▸ Records for the exercise
◆ ◆ ◆

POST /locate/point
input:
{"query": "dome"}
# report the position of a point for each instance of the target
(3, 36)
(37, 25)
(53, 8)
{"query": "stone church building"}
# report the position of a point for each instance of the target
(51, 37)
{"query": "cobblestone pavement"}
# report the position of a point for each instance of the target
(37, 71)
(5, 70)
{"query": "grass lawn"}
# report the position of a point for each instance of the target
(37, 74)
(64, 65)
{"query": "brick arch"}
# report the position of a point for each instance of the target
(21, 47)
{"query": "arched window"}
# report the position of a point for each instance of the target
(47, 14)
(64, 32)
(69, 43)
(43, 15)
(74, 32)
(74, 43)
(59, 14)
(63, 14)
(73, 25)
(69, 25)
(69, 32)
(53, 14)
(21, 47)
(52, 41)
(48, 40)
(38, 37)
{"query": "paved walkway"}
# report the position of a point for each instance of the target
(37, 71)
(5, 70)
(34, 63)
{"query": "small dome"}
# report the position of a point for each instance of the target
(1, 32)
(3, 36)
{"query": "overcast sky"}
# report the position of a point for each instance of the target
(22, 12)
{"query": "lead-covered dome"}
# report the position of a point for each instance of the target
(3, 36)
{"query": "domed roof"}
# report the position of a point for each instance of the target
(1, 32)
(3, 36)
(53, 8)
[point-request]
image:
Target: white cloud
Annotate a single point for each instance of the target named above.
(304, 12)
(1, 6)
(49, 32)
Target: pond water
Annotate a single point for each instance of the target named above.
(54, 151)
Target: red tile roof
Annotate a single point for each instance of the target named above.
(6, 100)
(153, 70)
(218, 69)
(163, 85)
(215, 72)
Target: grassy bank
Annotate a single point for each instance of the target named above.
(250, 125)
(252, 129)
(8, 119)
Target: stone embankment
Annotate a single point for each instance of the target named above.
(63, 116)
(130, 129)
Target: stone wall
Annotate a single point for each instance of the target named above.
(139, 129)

◆ ◆ ◆

Rewrite all of the lines above, replacing "pond water" with "lake water" and leaving everything else unchanged.

POST /locate/point
input:
{"query": "dome"}
# report the position of a point for each instance of the target
(3, 36)
(37, 25)
(53, 8)
{"query": "stone church building"}
# report the position of a point for each instance of the target
(51, 37)
{"query": "cobblestone pavement"}
# report the position of a point for each instance of the target
(37, 71)
(5, 70)
{"query": "grass lawn"}
# report the position of a point for each instance of the target
(37, 74)
(64, 65)
{"query": "brick arch"}
# report the position of a point for each instance of the target
(21, 47)
{"query": "arched window"}
# report the position of a point for each instance of the target
(47, 14)
(64, 32)
(69, 43)
(43, 15)
(74, 32)
(74, 43)
(59, 14)
(63, 14)
(73, 25)
(69, 25)
(69, 32)
(53, 14)
(21, 47)
(52, 41)
(48, 40)
(38, 37)
{"query": "paved walkway"}
# report the position of a point for each instance of the target
(37, 71)
(5, 70)
(34, 63)
{"query": "small dome"}
# report the position of a point for each instance of the target
(1, 32)
(3, 36)
{"query": "overcast sky"}
# report the position of a point for each instance of the target
(22, 12)
{"query": "lead-covered dome"}
# report the position of a point for each instance of the target
(3, 36)
{"query": "domed roof"}
# report the position of a point for each instance of the target
(1, 32)
(3, 36)
(53, 8)
[point-request]
image:
Target: white cloud
Annotate a single point for each instance of the target named above.
(304, 12)
(1, 6)
(49, 32)
Target: lake water
Annotate a single point for each instance of the target named above.
(54, 151)
Target: red tile roof
Annotate a single point for each instance of the target named above.
(6, 100)
(153, 70)
(218, 69)
(163, 85)
(215, 72)
Target: grassy bank
Annotate a single point for each instance of the target named above.
(250, 125)
(252, 129)
(8, 119)
Target: stone embankment
Annotate a single point for each instance of the target named above.
(63, 116)
(130, 129)
Target: stone wall
Annotate a single point for each instance of the target named above.
(139, 129)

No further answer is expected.